→ YOUR TASK: A faithful copy of the entries, without any pictures, is what is needed here.

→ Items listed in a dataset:

• • • •

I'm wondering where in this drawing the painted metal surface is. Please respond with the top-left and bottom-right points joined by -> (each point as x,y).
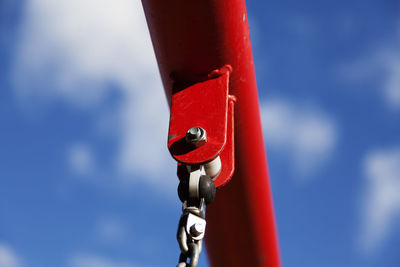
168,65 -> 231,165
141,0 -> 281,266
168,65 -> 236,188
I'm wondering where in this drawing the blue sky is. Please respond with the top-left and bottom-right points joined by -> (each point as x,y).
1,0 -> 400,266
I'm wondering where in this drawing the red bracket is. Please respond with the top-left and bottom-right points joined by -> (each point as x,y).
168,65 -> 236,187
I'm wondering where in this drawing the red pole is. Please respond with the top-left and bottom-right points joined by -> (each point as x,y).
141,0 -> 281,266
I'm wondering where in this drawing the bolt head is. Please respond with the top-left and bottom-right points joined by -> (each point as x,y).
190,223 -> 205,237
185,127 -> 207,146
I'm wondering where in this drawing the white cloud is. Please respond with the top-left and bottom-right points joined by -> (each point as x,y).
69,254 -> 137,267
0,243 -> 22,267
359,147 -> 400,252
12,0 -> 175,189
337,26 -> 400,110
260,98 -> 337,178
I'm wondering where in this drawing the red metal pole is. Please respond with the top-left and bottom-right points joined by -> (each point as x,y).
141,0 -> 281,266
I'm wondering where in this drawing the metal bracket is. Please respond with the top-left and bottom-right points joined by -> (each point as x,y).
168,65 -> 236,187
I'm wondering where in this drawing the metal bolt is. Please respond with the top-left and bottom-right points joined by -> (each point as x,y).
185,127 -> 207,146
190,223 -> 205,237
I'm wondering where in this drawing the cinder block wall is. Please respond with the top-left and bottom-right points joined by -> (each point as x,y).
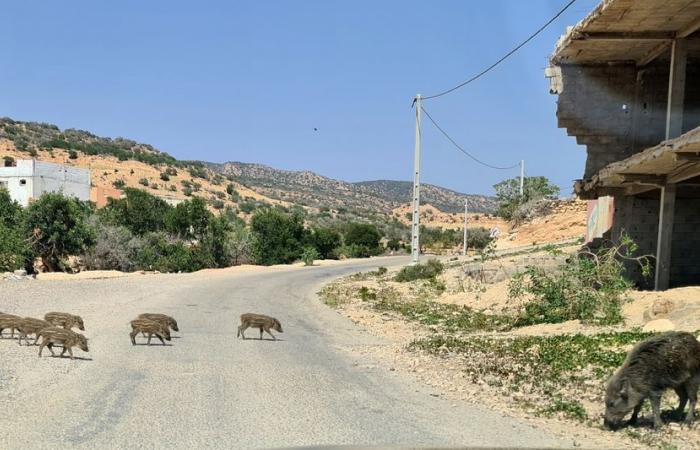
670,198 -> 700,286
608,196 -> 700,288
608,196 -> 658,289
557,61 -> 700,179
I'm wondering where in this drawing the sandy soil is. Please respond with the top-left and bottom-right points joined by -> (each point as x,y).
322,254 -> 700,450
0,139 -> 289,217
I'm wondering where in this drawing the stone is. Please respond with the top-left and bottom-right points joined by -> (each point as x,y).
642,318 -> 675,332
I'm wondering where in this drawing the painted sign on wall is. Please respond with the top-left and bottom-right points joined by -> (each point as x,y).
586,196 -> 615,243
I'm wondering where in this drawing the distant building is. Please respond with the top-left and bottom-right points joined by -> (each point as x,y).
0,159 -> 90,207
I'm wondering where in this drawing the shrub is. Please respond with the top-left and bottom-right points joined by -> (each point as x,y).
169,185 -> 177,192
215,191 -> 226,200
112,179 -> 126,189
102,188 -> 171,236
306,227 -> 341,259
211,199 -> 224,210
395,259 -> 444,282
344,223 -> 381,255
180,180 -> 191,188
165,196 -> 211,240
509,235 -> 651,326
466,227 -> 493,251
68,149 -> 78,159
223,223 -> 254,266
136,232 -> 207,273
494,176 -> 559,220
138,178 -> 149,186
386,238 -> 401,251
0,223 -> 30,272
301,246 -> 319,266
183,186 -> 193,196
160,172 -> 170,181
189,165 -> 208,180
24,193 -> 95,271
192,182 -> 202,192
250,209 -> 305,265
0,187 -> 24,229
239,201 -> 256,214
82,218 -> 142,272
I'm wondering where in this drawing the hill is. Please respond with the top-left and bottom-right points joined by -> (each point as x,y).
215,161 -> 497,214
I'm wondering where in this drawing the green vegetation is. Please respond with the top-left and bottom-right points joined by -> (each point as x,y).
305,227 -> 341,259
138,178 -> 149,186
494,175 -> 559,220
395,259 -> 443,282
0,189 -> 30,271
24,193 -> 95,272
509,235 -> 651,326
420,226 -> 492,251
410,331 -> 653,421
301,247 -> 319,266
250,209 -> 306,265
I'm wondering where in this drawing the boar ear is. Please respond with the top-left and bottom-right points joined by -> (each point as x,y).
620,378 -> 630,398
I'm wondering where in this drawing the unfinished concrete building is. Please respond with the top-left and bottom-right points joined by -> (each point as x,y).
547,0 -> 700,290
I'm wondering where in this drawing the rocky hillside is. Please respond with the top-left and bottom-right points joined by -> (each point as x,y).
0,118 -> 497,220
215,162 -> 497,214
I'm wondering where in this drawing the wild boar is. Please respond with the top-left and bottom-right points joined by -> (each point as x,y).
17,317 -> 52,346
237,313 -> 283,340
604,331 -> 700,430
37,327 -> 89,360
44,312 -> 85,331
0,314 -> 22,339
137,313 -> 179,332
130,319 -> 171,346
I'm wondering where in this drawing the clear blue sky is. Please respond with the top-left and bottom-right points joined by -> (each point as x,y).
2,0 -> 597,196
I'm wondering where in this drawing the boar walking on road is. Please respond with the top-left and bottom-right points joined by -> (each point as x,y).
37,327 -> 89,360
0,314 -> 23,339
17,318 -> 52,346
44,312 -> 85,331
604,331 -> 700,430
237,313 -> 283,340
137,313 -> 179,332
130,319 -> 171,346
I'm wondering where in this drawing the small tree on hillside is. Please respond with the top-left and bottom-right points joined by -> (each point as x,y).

• • • •

→ SOLVED PROBLEM:
I'm wondering where in this drawing the painted metal surface is. Please respond with the top-left and bottom-right points joined by -> (each point as x,y).
168,65 -> 231,165
141,0 -> 281,266
168,65 -> 236,188
I'm wondering where in this drawing the blue sky is. Please respond with the top-left and bottom-right points joined by -> (each point as x,y).
1,0 -> 400,266
I'm wondering where in this drawing the red bracket is. Please respond with the top-left and bottom-right points joined by -> (each point as x,y).
168,65 -> 236,187
I'm wondering where in this drawing the red pole is. Please respond with the top-left and bottom-right points joined by -> (each point as x,y).
141,0 -> 281,266
I'm wondering where in this drawing the bolt head is. Please respond with the top-left and bottom-right points joined by -> (each point as x,y).
190,223 -> 205,237
185,127 -> 207,146
I'm wondering where in this drawing the white cloud is. Please respond with the top-left and bottom-right points joined by -> (each point as x,y).
69,254 -> 137,267
0,243 -> 22,267
359,147 -> 400,252
12,0 -> 175,189
337,26 -> 400,110
260,98 -> 337,178
I'm wondering where in this drawing the red metal pole is. Please respond with the top-left and bottom-right points joined by -> (each point as x,y).
141,0 -> 281,266
I'm wondering where in this drawing the metal bracket is. Please respond with the top-left and bottom-right points joined by -> (each point as x,y).
168,65 -> 236,187
I'm wondering where in this drawing the metal bolt is. Please respond with the top-left and bottom-right points joined by -> (each point as x,y).
185,127 -> 207,146
190,223 -> 205,237
I'm wondering where in this drawing the cinder block wall is. Please respond with the top-left and bottom-right points joined by -> (each point as x,y).
670,198 -> 700,286
608,196 -> 700,288
608,196 -> 658,289
557,61 -> 700,179
I'm wondering where in this drawing the sandy soil is. Please respond with the top-left and bottom-right points joined by -> (each point as x,y).
322,254 -> 700,450
0,139 -> 289,217
I'm wondering where in this drawing the stone is. Please respond with the top-left and bottom-right points joined by -> (each point as x,y).
642,318 -> 675,332
I'm wondering where in this drawing the painted sign on wall is. Please respond with the top-left and bottom-right points joined by -> (each point as x,y).
586,196 -> 615,243
I'm wondering where in this drawing the distant building is. Please respond with the top-left and bottom-right points joined by -> (each point as x,y).
0,159 -> 90,207
I'm wondering where in this drawing the shrub is. Please respond with the top-left and bottom-right points joined by -> (each point as x,y).
169,185 -> 177,192
215,191 -> 226,200
112,179 -> 126,189
102,188 -> 171,236
306,227 -> 341,259
211,199 -> 224,210
395,259 -> 444,282
344,223 -> 381,255
180,180 -> 191,188
165,196 -> 211,240
509,235 -> 651,326
466,227 -> 493,251
68,149 -> 78,159
223,223 -> 254,266
136,232 -> 207,273
494,176 -> 559,220
138,178 -> 149,186
386,238 -> 401,251
0,223 -> 30,272
301,246 -> 319,266
183,186 -> 193,196
160,172 -> 170,181
189,165 -> 208,180
24,193 -> 95,271
192,182 -> 202,192
250,209 -> 305,265
0,187 -> 24,229
239,201 -> 256,214
82,218 -> 142,272
I'm wondering where in this drawing the hill is. Please respond with the top-left and bottom-right points joined by -> (each point as x,y).
215,161 -> 497,214
I'm wondering where in this drawing the green vegetation is. Please respond with the top-left and bottom-right points joined by -> (each point as x,y).
305,227 -> 341,259
138,178 -> 149,186
494,175 -> 559,220
395,259 -> 443,282
0,189 -> 30,271
24,193 -> 95,272
509,235 -> 651,326
420,226 -> 492,251
410,331 -> 653,421
301,247 -> 319,266
250,209 -> 306,265
I'm wondering where in this drawing the boar ear is. Please respond with the top-left and bottom-right points joined by -> (each point as x,y).
620,378 -> 630,398
I'm wondering where in this drawing the unfinished concrete building is. Please respond with the top-left and bottom-right points joined by -> (each point as x,y).
547,0 -> 700,290
I'm wondering where in this drawing the rocky hillside is. Please respond with the top-left and bottom-right points joined by -> (each point as x,y).
0,118 -> 497,220
215,162 -> 497,214
I'm wondering where in this drawing the wild boar is. Please respond with the top-left and bottom-right points joined by -> (each point as x,y).
17,317 -> 52,346
237,313 -> 283,340
604,331 -> 700,430
37,327 -> 89,360
44,312 -> 85,331
0,314 -> 22,339
137,313 -> 179,332
130,319 -> 171,346
I'm wondering where in this drawing the clear blue sky is. Please respond with the top-left and bottom-right points joined by -> (each point as x,y).
2,0 -> 597,196
I'm wondering where in this drawing the boar walking on road is. Please respond with the top-left and bottom-right points joined by -> (each point as x,y).
37,327 -> 89,360
0,314 -> 23,339
17,318 -> 52,346
44,312 -> 85,331
604,331 -> 700,430
237,313 -> 283,340
137,313 -> 179,332
130,319 -> 171,346
I'm wondering where in this drawing the small tree on hillside is. Please respond with the top-left and bottom-right points joined by -> (each point as x,y).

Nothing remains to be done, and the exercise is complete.